**Directions:** Copy every row below word for word, keeping each line unchanged and in its original order.

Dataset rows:
-------

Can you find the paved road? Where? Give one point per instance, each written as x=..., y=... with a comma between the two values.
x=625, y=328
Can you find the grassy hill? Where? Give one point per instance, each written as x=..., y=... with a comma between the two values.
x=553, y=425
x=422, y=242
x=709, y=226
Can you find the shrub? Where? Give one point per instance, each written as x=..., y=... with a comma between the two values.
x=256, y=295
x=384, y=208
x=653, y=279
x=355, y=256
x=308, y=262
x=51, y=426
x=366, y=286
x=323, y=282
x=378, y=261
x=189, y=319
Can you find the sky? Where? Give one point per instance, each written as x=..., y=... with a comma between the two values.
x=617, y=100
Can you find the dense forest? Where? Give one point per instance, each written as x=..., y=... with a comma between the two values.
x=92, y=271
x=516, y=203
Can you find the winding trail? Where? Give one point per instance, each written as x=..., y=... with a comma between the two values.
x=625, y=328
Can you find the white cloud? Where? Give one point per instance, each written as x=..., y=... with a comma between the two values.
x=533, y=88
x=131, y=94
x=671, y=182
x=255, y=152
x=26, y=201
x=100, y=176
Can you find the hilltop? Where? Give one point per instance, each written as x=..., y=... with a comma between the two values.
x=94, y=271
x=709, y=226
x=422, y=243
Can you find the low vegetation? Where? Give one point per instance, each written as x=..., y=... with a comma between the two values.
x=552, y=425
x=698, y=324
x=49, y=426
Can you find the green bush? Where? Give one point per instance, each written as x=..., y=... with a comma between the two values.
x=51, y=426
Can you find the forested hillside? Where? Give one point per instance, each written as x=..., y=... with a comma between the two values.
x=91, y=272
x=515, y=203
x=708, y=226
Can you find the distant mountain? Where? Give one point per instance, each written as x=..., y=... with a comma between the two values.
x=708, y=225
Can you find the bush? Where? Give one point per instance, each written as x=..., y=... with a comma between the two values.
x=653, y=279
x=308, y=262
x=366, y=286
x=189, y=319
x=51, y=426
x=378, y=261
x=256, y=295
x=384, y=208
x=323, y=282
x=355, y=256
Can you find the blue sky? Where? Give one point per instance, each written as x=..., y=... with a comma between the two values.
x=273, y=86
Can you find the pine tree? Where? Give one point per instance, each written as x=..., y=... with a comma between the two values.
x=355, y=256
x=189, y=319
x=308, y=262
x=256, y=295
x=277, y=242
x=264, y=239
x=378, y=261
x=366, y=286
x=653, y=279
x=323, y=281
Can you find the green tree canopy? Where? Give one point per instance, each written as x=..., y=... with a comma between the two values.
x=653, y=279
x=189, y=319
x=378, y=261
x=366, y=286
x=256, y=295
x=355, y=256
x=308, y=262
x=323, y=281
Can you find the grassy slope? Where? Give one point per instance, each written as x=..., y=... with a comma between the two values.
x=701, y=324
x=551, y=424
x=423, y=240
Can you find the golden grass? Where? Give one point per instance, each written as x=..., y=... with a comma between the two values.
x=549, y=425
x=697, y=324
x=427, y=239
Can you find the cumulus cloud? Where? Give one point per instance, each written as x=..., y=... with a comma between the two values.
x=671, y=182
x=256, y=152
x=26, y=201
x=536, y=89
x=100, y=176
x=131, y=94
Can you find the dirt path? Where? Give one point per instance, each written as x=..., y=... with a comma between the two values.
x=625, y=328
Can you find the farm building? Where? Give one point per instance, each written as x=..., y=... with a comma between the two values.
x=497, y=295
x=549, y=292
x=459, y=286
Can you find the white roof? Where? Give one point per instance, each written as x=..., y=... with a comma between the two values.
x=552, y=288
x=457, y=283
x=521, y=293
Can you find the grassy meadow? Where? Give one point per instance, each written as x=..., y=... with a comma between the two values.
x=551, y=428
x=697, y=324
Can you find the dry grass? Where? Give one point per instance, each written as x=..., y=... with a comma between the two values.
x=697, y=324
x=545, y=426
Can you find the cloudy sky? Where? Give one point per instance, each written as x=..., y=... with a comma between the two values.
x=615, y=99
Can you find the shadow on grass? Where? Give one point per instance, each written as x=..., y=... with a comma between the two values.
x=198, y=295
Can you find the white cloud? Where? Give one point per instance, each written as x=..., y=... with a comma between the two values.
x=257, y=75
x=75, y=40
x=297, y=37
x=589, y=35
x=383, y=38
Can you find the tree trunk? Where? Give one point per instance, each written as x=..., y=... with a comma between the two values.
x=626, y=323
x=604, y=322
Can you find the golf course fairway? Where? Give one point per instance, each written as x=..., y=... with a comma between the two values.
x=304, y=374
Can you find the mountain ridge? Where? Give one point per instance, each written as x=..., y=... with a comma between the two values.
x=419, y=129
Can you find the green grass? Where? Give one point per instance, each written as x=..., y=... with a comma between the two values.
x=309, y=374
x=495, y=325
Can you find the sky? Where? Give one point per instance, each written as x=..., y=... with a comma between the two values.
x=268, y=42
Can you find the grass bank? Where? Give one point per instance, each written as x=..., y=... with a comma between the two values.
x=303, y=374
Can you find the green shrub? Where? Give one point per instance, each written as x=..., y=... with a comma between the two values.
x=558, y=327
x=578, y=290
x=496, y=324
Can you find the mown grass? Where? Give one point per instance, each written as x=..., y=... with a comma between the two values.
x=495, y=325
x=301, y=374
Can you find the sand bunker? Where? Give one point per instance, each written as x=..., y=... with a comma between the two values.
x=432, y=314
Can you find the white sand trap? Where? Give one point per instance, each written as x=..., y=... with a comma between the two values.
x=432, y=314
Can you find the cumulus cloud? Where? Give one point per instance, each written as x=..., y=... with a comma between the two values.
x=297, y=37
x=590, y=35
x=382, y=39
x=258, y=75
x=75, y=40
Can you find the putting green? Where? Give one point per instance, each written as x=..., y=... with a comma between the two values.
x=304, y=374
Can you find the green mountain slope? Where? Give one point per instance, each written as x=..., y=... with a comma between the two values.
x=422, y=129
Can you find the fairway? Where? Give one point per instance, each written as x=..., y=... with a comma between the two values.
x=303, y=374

-------

**Solution:**
Can you find the paved road? Where? Give one point per instance, each written as x=..., y=... with a comma between the two values.
x=625, y=328
Can you find the grassy hill? Where? Give one point per instance, each written as x=..., y=... with a comma between the two values.
x=553, y=425
x=422, y=242
x=709, y=226
Can you find the shrub? Where? Give one point per instance, each written as x=..., y=... with a comma between the two values.
x=256, y=295
x=384, y=208
x=653, y=279
x=355, y=256
x=308, y=262
x=51, y=426
x=366, y=286
x=323, y=282
x=378, y=261
x=189, y=319
Can you find the sky? Where? Give one point per instance, each written as x=..., y=... with a comma between the two values.
x=617, y=100
Can you find the dense forest? Where? Give one point per instance, each written as x=..., y=... with a comma between the two values.
x=92, y=271
x=516, y=203
Can you find the winding trail? Where? Give one point per instance, each written as x=..., y=... with a comma between the two values.
x=625, y=328
Can you find the white cloud? Where? Give one point per instance, each written as x=..., y=... with a comma between the two values.
x=533, y=88
x=131, y=94
x=671, y=182
x=255, y=152
x=26, y=201
x=100, y=176
Can you find the hilltop? Where? Give one point per instance, each written as x=..., y=... with a comma between the two values.
x=94, y=271
x=709, y=226
x=422, y=243
Can you find the low vegetation? Where? Give one point per instance, each written as x=..., y=... with a comma between the two values.
x=552, y=425
x=698, y=324
x=49, y=426
Can you find the green bush? Where? Give one point per instance, each written as x=..., y=... with a comma between the two values.
x=51, y=426
Can you find the forested hillside? Where? Give one point per instance, each written as x=..., y=... with a comma between the two values.
x=91, y=272
x=515, y=203
x=708, y=226
Can you find the distant mountain? Where? Give one point per instance, each written as x=..., y=... with a comma between the two values.
x=708, y=225
Can you find the bush? Where? Give one point per instance, each written as x=..., y=... with a comma between the two values.
x=653, y=279
x=308, y=262
x=366, y=286
x=189, y=319
x=51, y=426
x=378, y=261
x=256, y=295
x=384, y=208
x=323, y=282
x=355, y=256
Can you find the blue sky? Where? Give one point per instance, each written as x=..., y=... with a comma between the two values.
x=273, y=86
Can you find the pine tree? Where? Give one point per instance, each written as x=..., y=... with a comma between the two values.
x=355, y=256
x=189, y=319
x=308, y=262
x=256, y=295
x=277, y=242
x=264, y=239
x=378, y=261
x=366, y=286
x=653, y=279
x=323, y=281
Can you find the green tree canopy? Where? Give one point per instance, each written as x=..., y=... with a comma between the two values.
x=653, y=279
x=189, y=319
x=378, y=261
x=366, y=286
x=256, y=295
x=355, y=256
x=308, y=262
x=323, y=281
Can you find the grassy slope? Where? Give one point per instance, each written as x=..., y=... with a comma between the two values.
x=701, y=324
x=551, y=424
x=423, y=240
Can you find the golden grass? Where? Give one point per instance, each written as x=..., y=... with a comma between the two values.
x=549, y=425
x=697, y=324
x=427, y=239
Can you find the cumulus cloud? Where? Give one point per instance, each written as x=..., y=... with a comma between the two values.
x=671, y=182
x=256, y=152
x=26, y=201
x=536, y=89
x=100, y=176
x=131, y=94
Can you find the dirt path? Where? Give one point per instance, each written as x=..., y=... with a comma between the two values.
x=625, y=328
Can you find the farm building? Where? Give one point per instance, each written as x=..., y=... with a comma between the two values.
x=497, y=295
x=549, y=292
x=459, y=286
Can you find the white roof? Where? Give one point per instance, each written as x=..., y=... with a comma between the two values.
x=552, y=288
x=457, y=283
x=521, y=293
Can you find the grassy meadow? Where? Give one point per instance, each written as x=..., y=... with a comma between the two values.
x=551, y=428
x=697, y=324
Can you find the dry grass? Where? Give one point per instance, each written as x=..., y=... with a comma between the two values.
x=697, y=324
x=545, y=426
Can you find the cloudy sky? Where? Give one point per instance, each written as x=..., y=... with a comma between the two values.
x=615, y=99
Can you find the shadow on grass? Where? Give one point per instance, each written as x=..., y=... with a comma between the two values.
x=198, y=295
Can you find the white cloud? Where? Give one point per instance, each written as x=..., y=... with a comma between the two values.
x=257, y=75
x=75, y=40
x=297, y=37
x=589, y=35
x=383, y=38
Can you find the tree trunk? Where? Give one point per instance, each written as x=..., y=... with a comma between the two values.
x=626, y=323
x=604, y=322
Can you find the golf course fairway? Where? Give one point per instance, each written as x=..., y=... with a comma between the two values.
x=304, y=374
Can you find the mountain ridge? Where? Give one point per instance, each written as x=..., y=... with a comma between the two values.
x=419, y=129
Can you find the green grass? Where? Give one point per instance, each written as x=..., y=... with a comma between the two values.
x=309, y=374
x=495, y=325
Can you find the sky? Where? Give one point per instance, each written as x=..., y=... with a comma between the two values.
x=268, y=42
Can you find the grass bank? Where? Give one point per instance, each written as x=..., y=... with a comma between the two values.
x=303, y=374
Can you find the green shrub? Where? Give one point per instance, each written as x=..., y=... with a comma between the two values.
x=558, y=327
x=578, y=290
x=496, y=324
Can you find the mown grass? Where? Give one point per instance, each written as x=..., y=... with a comma between the two values.
x=495, y=325
x=301, y=374
Can you find the sand bunker? Where? Give one point per instance, each written as x=..., y=... with a comma between the two values.
x=432, y=314
Can you find the white sand trap? Where? Give one point per instance, each written as x=..., y=... with a comma between the two values.
x=432, y=314
Can you find the cumulus cloud? Where? Give one point per instance, each written as x=..., y=... with a comma between the two values.
x=297, y=37
x=590, y=35
x=382, y=39
x=258, y=75
x=75, y=40
Can you find the putting green? Where? Give one point per instance, each written as x=..., y=... with a comma between the two values.
x=304, y=374
Can you find the green mountain slope? Where? Give one point per instance, each written as x=..., y=... with a comma between the two values.
x=422, y=129
Can you find the fairway? Where? Give one point per instance, each written as x=..., y=... with a comma between the two values.
x=303, y=374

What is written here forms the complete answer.